Page extract
--- start ---
You are viewing a plain text version of this content. The canonical link for it is here.
Posted to user@hive.apache.org by Ibrahim Yakti <iy...@souq.com> on 2013/01/08 13:45:32 UTC

Mapping HBase table in Hive

Hello,

suppose I have the following table (orders) in MySQL:

*************************** 1. row ***************************
  Field: id
   Type: int(10) unsigned
   Null: NO
    Key: PRI
Default: NULL
  Extra: auto_increment
*************************** 2. row ***************************
  Field: value
   Type: int(10) unsigned
   Null: NO
    Key:
Default: NULL
  Extra:
*************************** 3. row ***************************
  Field: date_lastchange
   Type: timestamp
   Null: NO
    Key:
Default: CURRENT_TIMESTAMP
  Extra: on update CURRENT_TIMESTAMP
*************************** 4. row ***************************
  Field: date_inserted
   Type: timestamp
   Null: NO
    Key:
Default: 0000-00-00 00:00:00

I imported it into HBase with column family "id"

I want to create an external table in Hive to query the HBase table, I am
not able to get the mapping parameters (*hbase.columns.mapping*), it is
confusing, if anybody can explain it to me please. I used the following
query:

CREATE EXTERNAL TABLE hbase_orders(id bigint, value bigint, date_lastchange
string, date_inserted string) STORED BY
'org.apache.hadoop.hive.hbase.HBaseStorageHandler' WITH SERDEPROPERTIES
("hbase.columns.mapping" = " ? ? ? ? ? ?") TBLPROPERTIES ("hbase.table.name"
= "orders");

Is there any way to build the Hive tables automatically or I should go with
the same process with each table?


Thanks in advanced.

--
Ibrahim

Re: Mapping HBase table in Hive

Posted by Ibrahim Yakti <iy...@souq.com>.
Thanks Bejoy,

Seems it worked, in the mapping of the column family I used ":key" and
that's it, in addition as per some articles there should be no spaces in
mapping, below is the create table sample:

CREATE EXTERNAL TABLE hbase_orders(id bigint, value bigint, date_lastchange
> string, date_inserted string) STORED BY
> 'org.apache.hadoop.hive.hbase.HBaseStorageHandler' WITH SERDEPROPERTIES
> ("hbase.columns.mapping" =
> ":key,date_inserted:bigint,date_lastchange:string,value:string")
> TBLPROPERTIES ("hbase.table.name" = "orders");
>

Thanks.


--
Ibrahim


On Sun, Jan 13, 2013 at 12:23 PM, <be...@yahoo.com> wrote:

> **
> Hi Ibrahim.
>
> SQOOP is used to import data from rdbms to hbase in your case.
>
> Please get the schema from hbase for your corresponding table and post it
> here.
>
> We can point out how your mapping could be.
--- end ---
Problem
Answer these questions about the HBase mapping thread.
1. What column family was the orders table given when it was imported into HBase?
2. What did Ibrahim use in the mapping for the column family to get it working?
3. Which tool does the thread say is used to import data from an RDBMS into HBase?
The lines that come next aren't needed.

Given information
--- start ---
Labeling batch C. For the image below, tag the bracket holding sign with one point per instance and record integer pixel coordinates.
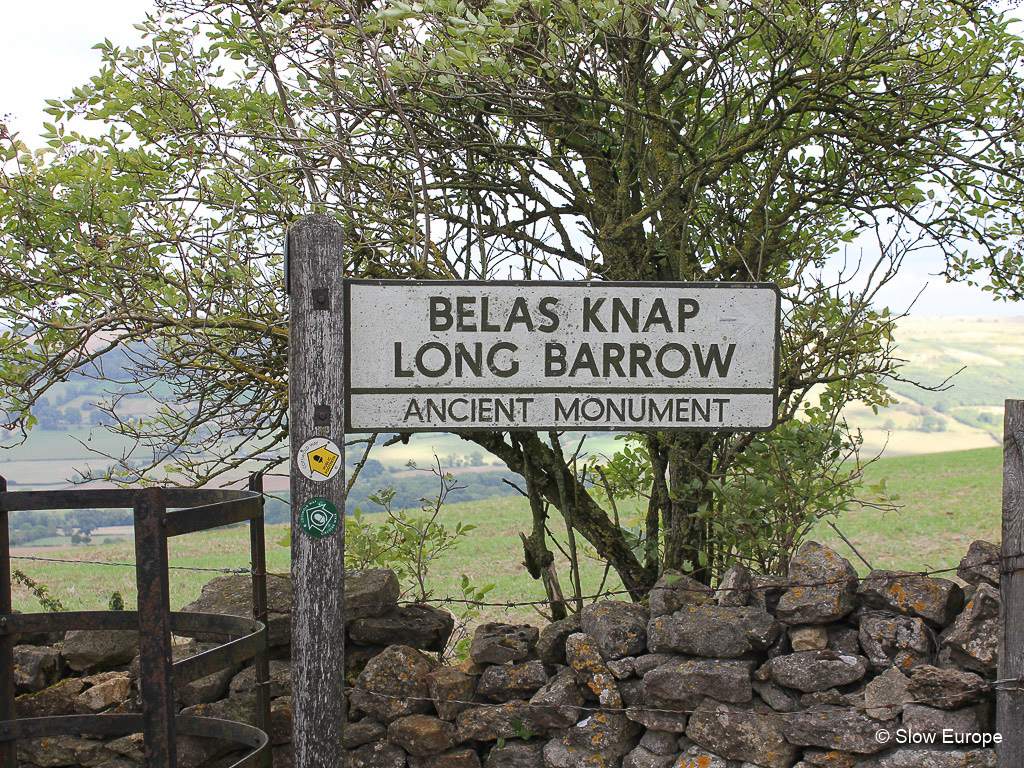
--- end ---
Exercise answer
1. "id"
2. ":key"
3. SQOOP